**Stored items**
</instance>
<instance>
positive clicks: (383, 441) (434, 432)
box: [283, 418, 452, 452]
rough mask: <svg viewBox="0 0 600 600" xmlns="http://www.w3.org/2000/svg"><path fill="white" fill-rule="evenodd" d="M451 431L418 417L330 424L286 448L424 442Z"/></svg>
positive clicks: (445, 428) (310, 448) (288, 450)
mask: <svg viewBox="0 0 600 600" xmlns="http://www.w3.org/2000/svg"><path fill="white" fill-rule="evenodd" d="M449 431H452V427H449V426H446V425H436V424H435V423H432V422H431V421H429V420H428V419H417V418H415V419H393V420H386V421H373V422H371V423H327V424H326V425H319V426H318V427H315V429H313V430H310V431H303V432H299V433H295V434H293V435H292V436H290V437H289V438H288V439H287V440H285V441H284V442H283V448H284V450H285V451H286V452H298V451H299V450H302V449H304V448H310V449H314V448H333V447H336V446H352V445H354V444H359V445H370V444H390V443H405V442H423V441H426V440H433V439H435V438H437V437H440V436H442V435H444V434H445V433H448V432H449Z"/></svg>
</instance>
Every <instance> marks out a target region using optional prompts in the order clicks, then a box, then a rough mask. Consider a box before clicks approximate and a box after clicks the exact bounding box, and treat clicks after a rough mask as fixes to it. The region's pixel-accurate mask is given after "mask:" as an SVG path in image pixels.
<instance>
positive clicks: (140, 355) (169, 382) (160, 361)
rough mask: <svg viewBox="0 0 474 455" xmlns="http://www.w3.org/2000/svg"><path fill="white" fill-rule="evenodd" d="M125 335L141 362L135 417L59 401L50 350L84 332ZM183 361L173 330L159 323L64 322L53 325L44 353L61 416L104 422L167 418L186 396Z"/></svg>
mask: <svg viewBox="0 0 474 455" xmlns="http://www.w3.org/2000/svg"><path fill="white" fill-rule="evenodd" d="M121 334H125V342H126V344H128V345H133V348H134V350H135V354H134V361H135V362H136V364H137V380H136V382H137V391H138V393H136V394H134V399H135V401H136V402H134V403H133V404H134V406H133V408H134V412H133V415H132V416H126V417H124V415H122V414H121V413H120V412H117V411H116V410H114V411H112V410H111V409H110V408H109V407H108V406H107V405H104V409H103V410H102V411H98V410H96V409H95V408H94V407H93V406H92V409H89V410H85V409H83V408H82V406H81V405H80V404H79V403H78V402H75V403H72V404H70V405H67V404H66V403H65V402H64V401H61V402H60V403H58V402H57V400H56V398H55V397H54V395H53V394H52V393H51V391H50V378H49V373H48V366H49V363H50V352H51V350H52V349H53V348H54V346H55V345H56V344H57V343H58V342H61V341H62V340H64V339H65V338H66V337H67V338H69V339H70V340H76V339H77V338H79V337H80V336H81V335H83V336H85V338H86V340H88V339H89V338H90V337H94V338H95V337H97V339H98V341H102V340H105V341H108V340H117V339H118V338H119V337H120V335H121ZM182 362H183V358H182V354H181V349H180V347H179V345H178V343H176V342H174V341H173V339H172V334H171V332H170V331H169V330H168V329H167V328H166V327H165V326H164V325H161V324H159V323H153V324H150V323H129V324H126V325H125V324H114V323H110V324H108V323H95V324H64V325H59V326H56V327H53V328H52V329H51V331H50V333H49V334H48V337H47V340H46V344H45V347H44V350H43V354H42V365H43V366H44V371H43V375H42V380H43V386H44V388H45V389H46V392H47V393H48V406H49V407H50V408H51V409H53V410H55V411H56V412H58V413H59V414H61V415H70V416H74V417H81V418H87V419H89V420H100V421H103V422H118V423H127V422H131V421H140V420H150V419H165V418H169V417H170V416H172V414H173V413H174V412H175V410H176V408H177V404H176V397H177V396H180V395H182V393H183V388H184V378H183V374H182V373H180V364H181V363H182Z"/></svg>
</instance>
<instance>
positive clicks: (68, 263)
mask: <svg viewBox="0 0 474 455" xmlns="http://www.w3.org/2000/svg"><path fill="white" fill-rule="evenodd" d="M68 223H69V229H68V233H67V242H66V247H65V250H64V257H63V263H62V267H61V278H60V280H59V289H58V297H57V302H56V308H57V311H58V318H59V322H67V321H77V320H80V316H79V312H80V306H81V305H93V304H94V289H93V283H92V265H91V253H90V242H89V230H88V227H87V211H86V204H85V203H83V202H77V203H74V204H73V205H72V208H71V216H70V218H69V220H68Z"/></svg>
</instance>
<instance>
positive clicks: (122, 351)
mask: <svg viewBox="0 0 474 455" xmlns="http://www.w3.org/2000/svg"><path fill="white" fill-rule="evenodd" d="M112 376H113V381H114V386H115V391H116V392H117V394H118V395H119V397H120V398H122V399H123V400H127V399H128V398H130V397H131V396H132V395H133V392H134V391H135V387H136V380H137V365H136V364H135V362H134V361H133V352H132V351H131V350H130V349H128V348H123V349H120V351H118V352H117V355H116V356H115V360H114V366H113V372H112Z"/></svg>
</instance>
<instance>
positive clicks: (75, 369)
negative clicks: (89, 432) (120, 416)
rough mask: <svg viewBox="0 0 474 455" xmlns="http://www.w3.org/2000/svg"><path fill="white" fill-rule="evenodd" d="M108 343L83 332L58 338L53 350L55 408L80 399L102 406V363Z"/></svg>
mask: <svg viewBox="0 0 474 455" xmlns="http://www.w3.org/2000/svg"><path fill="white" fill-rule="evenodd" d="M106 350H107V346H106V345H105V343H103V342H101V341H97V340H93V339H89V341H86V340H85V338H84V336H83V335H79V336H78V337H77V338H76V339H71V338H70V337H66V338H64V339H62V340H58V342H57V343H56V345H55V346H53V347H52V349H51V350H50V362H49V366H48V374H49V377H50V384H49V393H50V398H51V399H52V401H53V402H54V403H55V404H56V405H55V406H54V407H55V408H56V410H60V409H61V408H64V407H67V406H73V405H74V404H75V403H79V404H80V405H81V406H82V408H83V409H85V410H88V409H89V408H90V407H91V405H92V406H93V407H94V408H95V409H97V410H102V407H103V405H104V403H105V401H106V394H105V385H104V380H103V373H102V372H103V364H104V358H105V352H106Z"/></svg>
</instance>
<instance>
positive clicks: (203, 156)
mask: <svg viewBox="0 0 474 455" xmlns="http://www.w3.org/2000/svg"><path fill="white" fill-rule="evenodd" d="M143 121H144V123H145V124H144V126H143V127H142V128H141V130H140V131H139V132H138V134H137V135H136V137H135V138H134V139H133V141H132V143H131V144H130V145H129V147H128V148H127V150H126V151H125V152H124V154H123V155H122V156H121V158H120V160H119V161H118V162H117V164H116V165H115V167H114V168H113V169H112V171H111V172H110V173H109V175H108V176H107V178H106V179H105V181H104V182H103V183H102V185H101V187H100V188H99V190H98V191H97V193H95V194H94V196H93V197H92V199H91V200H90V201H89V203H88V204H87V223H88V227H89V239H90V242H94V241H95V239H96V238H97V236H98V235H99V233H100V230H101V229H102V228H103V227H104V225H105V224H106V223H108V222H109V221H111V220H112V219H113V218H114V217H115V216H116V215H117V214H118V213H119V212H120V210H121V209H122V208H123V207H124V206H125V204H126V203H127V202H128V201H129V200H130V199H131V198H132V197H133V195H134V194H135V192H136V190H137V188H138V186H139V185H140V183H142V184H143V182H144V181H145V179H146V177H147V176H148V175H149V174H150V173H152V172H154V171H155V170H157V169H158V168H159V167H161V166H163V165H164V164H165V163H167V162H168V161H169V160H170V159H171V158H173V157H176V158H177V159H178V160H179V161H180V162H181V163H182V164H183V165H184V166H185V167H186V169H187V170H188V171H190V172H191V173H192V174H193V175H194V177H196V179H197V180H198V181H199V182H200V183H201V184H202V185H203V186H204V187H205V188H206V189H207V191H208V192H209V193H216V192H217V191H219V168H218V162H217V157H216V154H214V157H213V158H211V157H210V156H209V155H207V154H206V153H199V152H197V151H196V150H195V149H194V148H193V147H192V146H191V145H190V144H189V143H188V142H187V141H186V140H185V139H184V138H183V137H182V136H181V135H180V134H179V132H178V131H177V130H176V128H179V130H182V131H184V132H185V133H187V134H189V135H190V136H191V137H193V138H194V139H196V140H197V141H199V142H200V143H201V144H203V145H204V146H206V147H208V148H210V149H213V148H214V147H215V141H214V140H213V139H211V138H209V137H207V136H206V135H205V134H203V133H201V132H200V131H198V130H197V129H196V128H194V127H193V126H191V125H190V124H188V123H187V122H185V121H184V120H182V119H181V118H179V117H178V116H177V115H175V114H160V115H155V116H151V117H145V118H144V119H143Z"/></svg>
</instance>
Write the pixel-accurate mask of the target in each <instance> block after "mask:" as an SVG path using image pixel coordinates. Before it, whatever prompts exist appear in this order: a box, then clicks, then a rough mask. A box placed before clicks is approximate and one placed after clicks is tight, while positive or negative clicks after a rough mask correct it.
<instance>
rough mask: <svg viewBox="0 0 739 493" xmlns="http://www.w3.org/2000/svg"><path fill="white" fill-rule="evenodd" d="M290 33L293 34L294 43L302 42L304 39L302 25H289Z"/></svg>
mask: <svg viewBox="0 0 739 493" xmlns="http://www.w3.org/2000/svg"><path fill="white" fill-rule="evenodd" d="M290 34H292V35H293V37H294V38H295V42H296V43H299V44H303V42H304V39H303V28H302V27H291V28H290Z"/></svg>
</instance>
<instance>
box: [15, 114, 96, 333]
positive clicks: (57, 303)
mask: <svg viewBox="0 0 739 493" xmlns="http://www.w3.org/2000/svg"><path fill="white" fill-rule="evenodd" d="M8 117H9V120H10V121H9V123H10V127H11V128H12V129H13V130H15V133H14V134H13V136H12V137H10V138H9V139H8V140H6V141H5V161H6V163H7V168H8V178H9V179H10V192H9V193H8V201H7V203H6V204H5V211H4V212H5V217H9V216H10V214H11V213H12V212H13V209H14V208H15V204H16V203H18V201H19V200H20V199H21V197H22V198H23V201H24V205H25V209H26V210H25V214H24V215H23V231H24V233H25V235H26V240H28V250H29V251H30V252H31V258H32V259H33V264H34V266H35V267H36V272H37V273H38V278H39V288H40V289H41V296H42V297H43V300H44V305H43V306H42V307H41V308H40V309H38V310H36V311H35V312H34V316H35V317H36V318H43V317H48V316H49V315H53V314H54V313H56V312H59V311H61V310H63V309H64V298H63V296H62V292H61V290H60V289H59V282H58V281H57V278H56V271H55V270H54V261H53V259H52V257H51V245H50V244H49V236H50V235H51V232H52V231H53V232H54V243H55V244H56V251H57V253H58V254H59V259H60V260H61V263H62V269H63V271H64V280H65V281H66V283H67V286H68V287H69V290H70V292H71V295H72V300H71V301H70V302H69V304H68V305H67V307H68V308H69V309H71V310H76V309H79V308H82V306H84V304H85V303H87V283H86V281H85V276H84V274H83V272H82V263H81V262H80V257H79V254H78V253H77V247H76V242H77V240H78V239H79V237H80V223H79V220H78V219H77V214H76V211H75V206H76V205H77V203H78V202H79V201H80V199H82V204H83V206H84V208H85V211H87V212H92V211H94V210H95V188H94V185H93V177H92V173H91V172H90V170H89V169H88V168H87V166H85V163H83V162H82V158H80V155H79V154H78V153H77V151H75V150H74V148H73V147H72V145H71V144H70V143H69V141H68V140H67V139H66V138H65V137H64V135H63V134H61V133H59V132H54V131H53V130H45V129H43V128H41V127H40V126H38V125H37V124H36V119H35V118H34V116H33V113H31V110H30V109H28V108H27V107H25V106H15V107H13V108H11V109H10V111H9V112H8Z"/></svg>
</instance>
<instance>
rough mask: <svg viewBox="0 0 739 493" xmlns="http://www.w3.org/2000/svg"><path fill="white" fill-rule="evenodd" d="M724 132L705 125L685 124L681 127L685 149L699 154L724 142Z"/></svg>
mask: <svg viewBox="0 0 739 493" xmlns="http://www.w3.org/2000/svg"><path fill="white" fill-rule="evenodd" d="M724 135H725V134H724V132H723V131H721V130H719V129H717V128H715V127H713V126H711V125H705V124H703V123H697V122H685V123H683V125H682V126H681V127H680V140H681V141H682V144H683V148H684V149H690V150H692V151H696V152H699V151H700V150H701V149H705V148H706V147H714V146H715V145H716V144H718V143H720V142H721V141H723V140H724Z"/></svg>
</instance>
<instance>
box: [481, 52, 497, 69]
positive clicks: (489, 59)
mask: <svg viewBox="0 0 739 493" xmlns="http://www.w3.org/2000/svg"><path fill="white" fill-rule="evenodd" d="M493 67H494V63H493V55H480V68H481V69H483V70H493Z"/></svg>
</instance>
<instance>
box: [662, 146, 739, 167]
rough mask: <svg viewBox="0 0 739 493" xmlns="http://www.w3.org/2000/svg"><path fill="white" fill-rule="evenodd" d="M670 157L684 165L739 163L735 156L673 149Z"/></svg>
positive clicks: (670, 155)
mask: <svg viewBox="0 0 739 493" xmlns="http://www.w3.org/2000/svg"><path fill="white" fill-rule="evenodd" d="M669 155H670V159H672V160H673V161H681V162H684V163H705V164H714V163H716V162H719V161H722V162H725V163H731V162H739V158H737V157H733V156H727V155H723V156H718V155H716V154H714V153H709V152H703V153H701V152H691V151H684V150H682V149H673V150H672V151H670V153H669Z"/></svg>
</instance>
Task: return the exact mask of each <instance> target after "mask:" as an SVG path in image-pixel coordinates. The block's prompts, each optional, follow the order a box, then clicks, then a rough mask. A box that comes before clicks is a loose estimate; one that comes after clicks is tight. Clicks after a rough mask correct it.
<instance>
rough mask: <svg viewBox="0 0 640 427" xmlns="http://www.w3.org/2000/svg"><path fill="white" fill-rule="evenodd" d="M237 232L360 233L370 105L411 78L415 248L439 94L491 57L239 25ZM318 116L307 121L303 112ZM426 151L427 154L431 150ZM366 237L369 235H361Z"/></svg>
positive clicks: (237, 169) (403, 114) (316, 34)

**THE PROBLEM**
From the records above, extract exactly and only the lines that begin at the line with "positive clicks: (75, 369)" and stop after the line with "negative clicks: (89, 432) (120, 416)".

**RESULT FOR THIS TASK**
positive clicks: (75, 369)
negative clicks: (89, 432) (120, 416)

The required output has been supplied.